**Exercise task 1**
Rewrite the paragraph of the court report below that begins "Asked by St. Eve how long" as a brief list of its main facts.
**Exercise task 2**
In one to three sentences, explain what St. Eve told Boyd to do over the next two days in the court report below, and what it was meant to achieve.

++++ Extract to read ++++

Out in the hallway, a young woman struggled with another woman seeking to console her.

“They can’t do this! No! They can’t do this,” she cried out, falling to her knees and sobbing.

Gino McMahan, 29, was to be sentenced next after Antonio, but told the judge that he had not had time to prepare an adequate response to the government’s presentencing report.

“I’m basically lost,” he told St. Eve.

When St. Eve asked if he’d spoken with his brother following Antonio’s sentencing, Gino said he hadn’t. However a U.S. Marshall said that Antonio had been placed in a holding cell with Gino immediately after being sentenced.

Asked by St. Eve how long he’d spoken with his lawyer about the presentencing report, Gino McMahan replied, “About two minutes.” However his lawyer, Turnley Lee Boyd, told the judge he’d conferred with his client for some 30 to 45 minutes.

“I’m fighting for my life here,” McMahan told the judge. “I need to study case law, and everything, to get my arguments set.”

St. Eve then told Boyd to spend all the time McMahan needed over the next two days to understand the ramifications of the presenting report.

“Sit down and go over this with him, line by line,” she told Boyd, and rescheduled McMahan’s sentencing for Sept. 2. The delay didn’t change the outcome much. On Sept. 2, Gino McMahan was sentenced to 26 years in prison.

Later on the morning of Aug. 31, St. Eve sentenced another McMahan conspiracy figure, DeShaun Smith, to 92 months in prison. Noting that she was impressed by Smith’s admission of personal responsibility and remorse for his actions, she told him, “I hope what you have said in this court is accurate. Serve your time and become a better person.”

++++ Supplied material ++++

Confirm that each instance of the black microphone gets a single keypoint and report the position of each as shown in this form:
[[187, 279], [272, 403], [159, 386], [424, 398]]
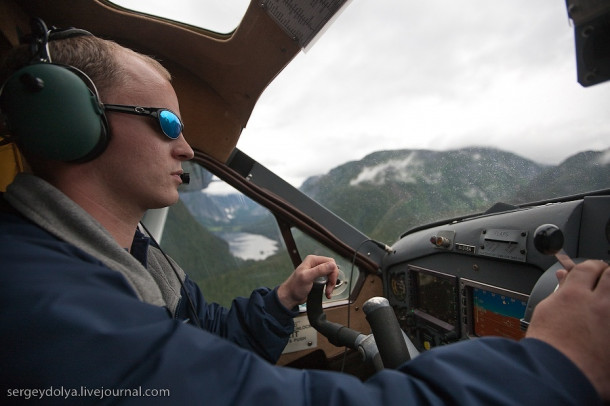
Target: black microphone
[[185, 177]]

++++

**Finished answer 1**
- St. Eve asked Gino McMahan how long he had spoken with his lawyer about the presentencing report.
- McMahan said about two minutes.
- His lawyer, Turnley Lee Boyd, told the judge they had conferred for some 30 to 45 minutes.

**Finished answer 2**
St. Eve told Boyd to spend all the time McMahan needed over the next two days going over the report with him line by line. The purpose was for McMahan to understand the ramifications of the report before his rescheduled sentencing on Sept. 2.